Data listing:
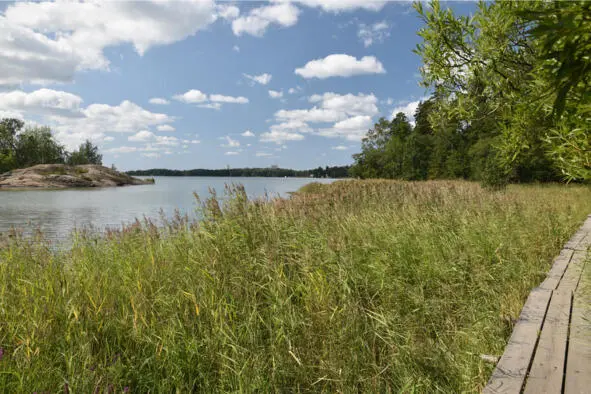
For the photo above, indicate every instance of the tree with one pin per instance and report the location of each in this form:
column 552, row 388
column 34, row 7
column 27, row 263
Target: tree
column 8, row 131
column 87, row 153
column 36, row 145
column 522, row 67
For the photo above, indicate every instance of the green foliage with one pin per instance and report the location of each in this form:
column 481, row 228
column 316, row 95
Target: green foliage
column 368, row 286
column 36, row 145
column 326, row 172
column 524, row 69
column 87, row 153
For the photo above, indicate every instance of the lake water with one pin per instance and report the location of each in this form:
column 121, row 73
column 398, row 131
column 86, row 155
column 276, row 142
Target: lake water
column 58, row 212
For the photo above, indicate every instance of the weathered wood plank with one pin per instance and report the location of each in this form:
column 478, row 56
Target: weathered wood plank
column 509, row 374
column 578, row 364
column 571, row 277
column 557, row 271
column 547, row 369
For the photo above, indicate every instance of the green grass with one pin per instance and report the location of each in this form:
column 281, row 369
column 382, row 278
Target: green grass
column 358, row 286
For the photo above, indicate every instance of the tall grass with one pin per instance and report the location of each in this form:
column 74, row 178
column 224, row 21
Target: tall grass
column 360, row 286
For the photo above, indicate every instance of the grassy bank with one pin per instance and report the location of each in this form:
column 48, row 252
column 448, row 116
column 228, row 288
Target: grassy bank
column 368, row 286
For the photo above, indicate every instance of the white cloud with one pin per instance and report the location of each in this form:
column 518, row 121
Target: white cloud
column 259, row 19
column 408, row 109
column 275, row 94
column 30, row 57
column 292, row 125
column 48, row 41
column 263, row 79
column 375, row 33
column 158, row 101
column 280, row 136
column 313, row 115
column 213, row 101
column 349, row 104
column 230, row 143
column 352, row 129
column 218, row 98
column 216, row 106
column 165, row 128
column 191, row 97
column 43, row 102
column 142, row 136
column 148, row 136
column 340, row 65
column 151, row 155
column 228, row 12
column 344, row 5
column 98, row 119
column 123, row 149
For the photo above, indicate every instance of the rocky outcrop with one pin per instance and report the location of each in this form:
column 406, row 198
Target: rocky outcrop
column 61, row 176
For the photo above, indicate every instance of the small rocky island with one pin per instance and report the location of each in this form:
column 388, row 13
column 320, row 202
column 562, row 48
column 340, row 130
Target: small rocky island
column 62, row 176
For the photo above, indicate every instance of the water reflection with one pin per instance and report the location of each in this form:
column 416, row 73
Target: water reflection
column 58, row 212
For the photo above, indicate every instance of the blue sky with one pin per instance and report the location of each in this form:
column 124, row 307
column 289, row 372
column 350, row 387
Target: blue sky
column 205, row 85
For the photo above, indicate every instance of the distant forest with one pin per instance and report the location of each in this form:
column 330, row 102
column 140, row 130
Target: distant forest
column 326, row 172
column 510, row 98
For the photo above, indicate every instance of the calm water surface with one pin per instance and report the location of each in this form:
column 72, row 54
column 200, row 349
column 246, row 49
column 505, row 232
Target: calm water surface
column 58, row 212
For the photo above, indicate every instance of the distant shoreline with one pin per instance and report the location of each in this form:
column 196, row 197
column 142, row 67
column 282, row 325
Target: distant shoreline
column 269, row 172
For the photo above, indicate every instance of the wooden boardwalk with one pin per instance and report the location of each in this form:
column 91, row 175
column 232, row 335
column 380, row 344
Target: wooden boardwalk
column 550, row 348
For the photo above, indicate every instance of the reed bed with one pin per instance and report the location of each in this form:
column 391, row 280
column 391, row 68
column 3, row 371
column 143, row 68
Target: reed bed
column 357, row 286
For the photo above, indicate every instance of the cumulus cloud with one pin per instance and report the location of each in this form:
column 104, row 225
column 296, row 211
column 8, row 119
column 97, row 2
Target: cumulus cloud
column 375, row 33
column 191, row 96
column 42, row 102
column 262, row 79
column 73, row 123
column 48, row 42
column 228, row 12
column 292, row 125
column 350, row 114
column 279, row 137
column 165, row 127
column 218, row 98
column 352, row 129
column 340, row 65
column 275, row 94
column 259, row 19
column 213, row 101
column 344, row 5
column 99, row 119
column 230, row 143
column 158, row 101
column 408, row 109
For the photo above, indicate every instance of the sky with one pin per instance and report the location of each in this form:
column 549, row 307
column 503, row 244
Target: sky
column 205, row 84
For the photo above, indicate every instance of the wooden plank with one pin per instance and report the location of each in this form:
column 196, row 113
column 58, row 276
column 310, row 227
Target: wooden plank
column 571, row 277
column 510, row 372
column 547, row 369
column 557, row 271
column 578, row 364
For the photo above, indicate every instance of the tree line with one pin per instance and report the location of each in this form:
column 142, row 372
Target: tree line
column 326, row 172
column 24, row 147
column 510, row 98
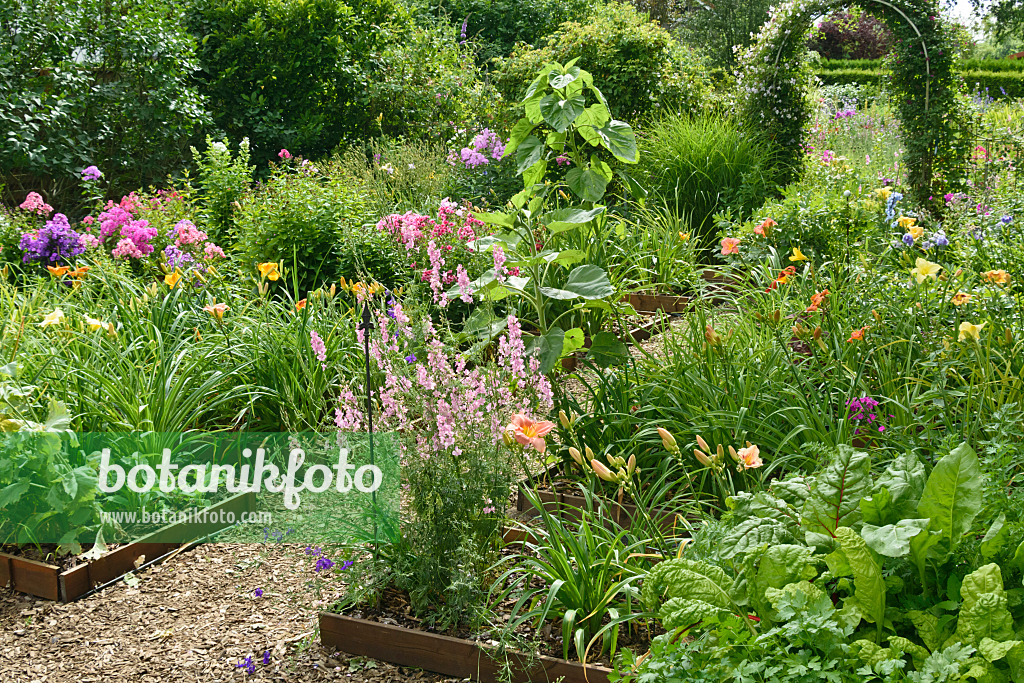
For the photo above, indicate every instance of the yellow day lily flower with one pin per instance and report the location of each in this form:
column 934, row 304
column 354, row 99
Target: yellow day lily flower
column 268, row 270
column 972, row 331
column 56, row 317
column 925, row 269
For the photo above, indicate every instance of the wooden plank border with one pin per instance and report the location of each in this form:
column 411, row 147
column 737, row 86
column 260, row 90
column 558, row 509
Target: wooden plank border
column 444, row 654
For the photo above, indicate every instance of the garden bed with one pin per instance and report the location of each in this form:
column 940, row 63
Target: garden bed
column 49, row 582
column 444, row 654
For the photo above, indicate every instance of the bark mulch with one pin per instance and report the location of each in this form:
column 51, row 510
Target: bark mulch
column 194, row 617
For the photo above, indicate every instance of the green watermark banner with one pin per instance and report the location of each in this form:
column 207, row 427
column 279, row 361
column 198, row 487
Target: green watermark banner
column 71, row 489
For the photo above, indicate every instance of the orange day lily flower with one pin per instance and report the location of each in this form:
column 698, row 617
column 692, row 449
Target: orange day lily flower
column 217, row 310
column 529, row 432
column 816, row 300
column 730, row 246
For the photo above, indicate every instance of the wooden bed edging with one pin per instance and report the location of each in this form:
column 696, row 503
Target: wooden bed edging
column 46, row 581
column 444, row 654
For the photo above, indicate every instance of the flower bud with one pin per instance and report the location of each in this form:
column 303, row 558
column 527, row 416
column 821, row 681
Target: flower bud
column 577, row 456
column 668, row 440
column 602, row 471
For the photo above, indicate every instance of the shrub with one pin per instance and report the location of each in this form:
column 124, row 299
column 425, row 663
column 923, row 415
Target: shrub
column 92, row 82
column 854, row 35
column 705, row 164
column 639, row 66
column 302, row 219
column 495, row 27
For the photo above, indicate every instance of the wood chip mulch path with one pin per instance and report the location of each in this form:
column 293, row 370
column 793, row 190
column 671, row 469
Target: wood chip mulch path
column 195, row 617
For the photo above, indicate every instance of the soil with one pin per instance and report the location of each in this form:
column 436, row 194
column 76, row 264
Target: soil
column 193, row 619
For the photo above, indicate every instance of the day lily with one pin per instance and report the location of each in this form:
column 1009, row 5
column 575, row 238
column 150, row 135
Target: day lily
column 972, row 331
column 816, row 300
column 765, row 227
column 996, row 276
column 268, row 270
column 857, row 335
column 217, row 310
column 750, row 458
column 529, row 432
column 925, row 269
column 56, row 317
column 730, row 246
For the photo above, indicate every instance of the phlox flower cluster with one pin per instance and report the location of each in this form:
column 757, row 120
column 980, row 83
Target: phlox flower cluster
column 485, row 146
column 34, row 204
column 54, row 243
column 445, row 403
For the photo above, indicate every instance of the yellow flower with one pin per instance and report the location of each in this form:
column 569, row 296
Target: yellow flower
column 269, row 271
column 56, row 317
column 972, row 331
column 996, row 276
column 925, row 269
column 217, row 310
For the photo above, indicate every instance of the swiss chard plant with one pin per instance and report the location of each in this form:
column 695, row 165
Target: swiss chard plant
column 912, row 571
column 566, row 124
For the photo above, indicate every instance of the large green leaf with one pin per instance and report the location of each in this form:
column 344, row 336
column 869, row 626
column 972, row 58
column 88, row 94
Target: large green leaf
column 619, row 138
column 590, row 282
column 952, row 497
column 560, row 220
column 750, row 535
column 529, row 152
column 558, row 113
column 893, row 540
column 518, row 134
column 606, row 349
column 869, row 587
column 586, row 183
column 547, row 348
column 835, row 497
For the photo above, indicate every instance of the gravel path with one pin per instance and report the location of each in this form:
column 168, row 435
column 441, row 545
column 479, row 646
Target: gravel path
column 195, row 617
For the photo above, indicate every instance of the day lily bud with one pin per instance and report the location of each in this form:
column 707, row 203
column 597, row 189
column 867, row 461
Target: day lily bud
column 701, row 458
column 668, row 440
column 602, row 471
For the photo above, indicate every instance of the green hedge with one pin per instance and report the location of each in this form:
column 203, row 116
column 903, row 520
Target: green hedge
column 997, row 84
column 965, row 66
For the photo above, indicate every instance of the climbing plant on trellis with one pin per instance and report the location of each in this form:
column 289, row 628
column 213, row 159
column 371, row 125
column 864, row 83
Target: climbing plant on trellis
column 925, row 88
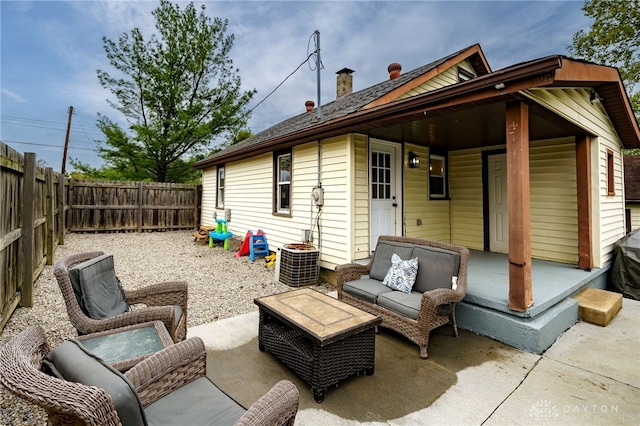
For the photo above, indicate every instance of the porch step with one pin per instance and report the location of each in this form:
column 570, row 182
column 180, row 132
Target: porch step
column 598, row 306
column 533, row 335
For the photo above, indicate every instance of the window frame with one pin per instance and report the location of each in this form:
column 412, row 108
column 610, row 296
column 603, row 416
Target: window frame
column 611, row 187
column 220, row 188
column 444, row 176
column 278, row 185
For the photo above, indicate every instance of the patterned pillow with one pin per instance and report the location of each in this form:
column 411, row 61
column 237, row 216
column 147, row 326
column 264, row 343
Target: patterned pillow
column 402, row 274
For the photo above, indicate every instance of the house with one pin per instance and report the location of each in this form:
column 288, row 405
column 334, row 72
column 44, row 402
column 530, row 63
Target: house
column 632, row 191
column 436, row 153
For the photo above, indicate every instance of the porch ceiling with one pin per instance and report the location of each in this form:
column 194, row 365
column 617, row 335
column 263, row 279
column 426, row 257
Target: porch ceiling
column 481, row 126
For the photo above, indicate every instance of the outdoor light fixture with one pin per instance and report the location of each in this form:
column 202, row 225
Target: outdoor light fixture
column 414, row 160
column 595, row 98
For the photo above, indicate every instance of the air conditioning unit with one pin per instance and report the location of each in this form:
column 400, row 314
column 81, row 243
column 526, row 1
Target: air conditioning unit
column 297, row 265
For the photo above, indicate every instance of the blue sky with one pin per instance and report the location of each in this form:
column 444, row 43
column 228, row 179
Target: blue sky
column 50, row 51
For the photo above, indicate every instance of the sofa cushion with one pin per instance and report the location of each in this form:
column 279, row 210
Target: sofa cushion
column 402, row 303
column 402, row 274
column 72, row 362
column 199, row 402
column 382, row 257
column 97, row 288
column 436, row 268
column 366, row 288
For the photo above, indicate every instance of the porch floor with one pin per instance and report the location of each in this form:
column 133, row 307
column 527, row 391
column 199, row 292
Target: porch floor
column 484, row 309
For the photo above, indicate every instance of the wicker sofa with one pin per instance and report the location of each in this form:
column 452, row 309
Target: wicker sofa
column 170, row 387
column 441, row 281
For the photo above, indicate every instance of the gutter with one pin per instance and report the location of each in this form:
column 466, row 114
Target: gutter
column 401, row 107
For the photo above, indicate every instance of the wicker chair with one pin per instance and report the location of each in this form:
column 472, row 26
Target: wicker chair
column 160, row 300
column 172, row 369
column 436, row 307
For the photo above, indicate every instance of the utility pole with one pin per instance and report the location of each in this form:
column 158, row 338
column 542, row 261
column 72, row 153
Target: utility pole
column 66, row 142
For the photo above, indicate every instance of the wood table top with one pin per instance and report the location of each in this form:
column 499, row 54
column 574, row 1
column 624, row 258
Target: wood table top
column 321, row 317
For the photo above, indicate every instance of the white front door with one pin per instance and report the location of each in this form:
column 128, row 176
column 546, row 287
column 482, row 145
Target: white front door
column 498, row 204
column 384, row 194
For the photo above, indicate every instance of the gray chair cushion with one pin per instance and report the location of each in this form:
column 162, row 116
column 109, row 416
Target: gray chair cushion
column 382, row 257
column 436, row 268
column 366, row 288
column 199, row 402
column 72, row 362
column 97, row 288
column 402, row 303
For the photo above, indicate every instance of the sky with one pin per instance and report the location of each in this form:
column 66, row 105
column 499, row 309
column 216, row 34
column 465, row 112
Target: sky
column 50, row 52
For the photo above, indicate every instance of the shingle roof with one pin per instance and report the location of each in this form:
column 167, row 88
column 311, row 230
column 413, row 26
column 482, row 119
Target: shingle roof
column 346, row 105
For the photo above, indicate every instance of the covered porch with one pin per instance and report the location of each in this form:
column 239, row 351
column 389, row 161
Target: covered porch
column 485, row 308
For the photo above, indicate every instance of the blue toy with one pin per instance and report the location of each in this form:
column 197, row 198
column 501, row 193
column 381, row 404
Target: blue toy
column 221, row 233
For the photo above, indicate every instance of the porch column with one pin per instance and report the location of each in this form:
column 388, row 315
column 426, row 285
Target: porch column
column 583, row 179
column 519, row 196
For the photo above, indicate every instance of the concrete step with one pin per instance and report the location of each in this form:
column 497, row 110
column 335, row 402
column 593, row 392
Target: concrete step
column 533, row 335
column 598, row 306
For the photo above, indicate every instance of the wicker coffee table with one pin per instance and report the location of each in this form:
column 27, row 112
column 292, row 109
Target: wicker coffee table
column 320, row 338
column 126, row 346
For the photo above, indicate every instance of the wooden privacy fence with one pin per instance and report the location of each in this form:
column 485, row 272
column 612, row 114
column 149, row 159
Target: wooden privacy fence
column 38, row 206
column 31, row 225
column 131, row 206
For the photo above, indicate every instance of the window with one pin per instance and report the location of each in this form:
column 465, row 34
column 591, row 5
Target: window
column 220, row 188
column 611, row 189
column 464, row 75
column 437, row 176
column 282, row 191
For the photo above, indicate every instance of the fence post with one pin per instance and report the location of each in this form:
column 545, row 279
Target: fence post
column 28, row 241
column 140, row 193
column 49, row 210
column 61, row 213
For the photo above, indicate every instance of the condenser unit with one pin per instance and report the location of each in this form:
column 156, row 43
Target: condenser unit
column 297, row 265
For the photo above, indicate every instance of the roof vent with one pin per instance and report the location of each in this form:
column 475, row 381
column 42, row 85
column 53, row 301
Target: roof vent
column 394, row 70
column 309, row 105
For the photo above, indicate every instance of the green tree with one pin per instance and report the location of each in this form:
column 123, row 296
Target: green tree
column 614, row 40
column 179, row 91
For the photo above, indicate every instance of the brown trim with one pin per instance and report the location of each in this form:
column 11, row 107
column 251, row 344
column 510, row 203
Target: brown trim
column 583, row 181
column 519, row 196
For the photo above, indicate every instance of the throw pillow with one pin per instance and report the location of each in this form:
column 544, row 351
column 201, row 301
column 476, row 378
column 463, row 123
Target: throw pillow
column 402, row 274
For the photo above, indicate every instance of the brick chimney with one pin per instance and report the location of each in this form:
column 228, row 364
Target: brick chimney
column 394, row 70
column 309, row 105
column 344, row 86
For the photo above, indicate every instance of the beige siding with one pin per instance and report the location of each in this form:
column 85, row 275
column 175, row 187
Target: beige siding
column 554, row 213
column 465, row 177
column 634, row 209
column 607, row 211
column 209, row 185
column 423, row 218
column 445, row 78
column 361, row 197
column 336, row 219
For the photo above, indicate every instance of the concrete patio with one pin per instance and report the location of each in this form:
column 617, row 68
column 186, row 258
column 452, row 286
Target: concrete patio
column 589, row 375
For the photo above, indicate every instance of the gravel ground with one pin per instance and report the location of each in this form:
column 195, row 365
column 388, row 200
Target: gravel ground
column 220, row 286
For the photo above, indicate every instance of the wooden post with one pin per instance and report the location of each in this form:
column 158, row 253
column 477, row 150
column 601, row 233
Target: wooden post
column 140, row 193
column 519, row 196
column 61, row 213
column 583, row 180
column 28, row 240
column 49, row 208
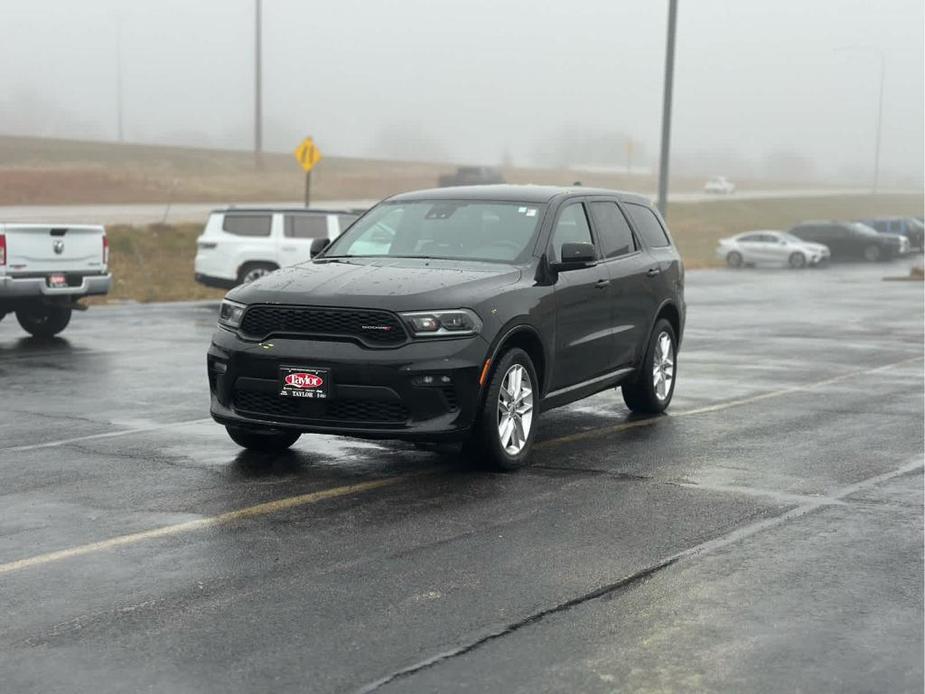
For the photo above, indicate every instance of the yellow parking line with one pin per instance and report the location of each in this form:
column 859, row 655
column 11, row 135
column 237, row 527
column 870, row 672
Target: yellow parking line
column 314, row 497
column 191, row 526
column 729, row 404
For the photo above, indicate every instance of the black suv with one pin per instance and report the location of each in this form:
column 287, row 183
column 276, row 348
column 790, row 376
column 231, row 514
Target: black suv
column 456, row 315
column 852, row 240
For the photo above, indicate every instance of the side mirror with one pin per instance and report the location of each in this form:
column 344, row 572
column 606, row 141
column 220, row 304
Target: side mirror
column 318, row 245
column 575, row 255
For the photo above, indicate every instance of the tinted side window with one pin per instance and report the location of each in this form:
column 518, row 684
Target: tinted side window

§ **What the exercise asks**:
Quote the lines of the data listing above, starting with its first line and ending with the line that contains "column 522, row 67", both included. Leave the pictures out of your answer.

§ **Answer to the exercise**:
For the photo above, indicate every instance of the tree with one pin per instance and report the location of each in this form:
column 552, row 388
column 34, row 7
column 27, row 263
Target: tree
column 8, row 131
column 87, row 153
column 36, row 145
column 522, row 67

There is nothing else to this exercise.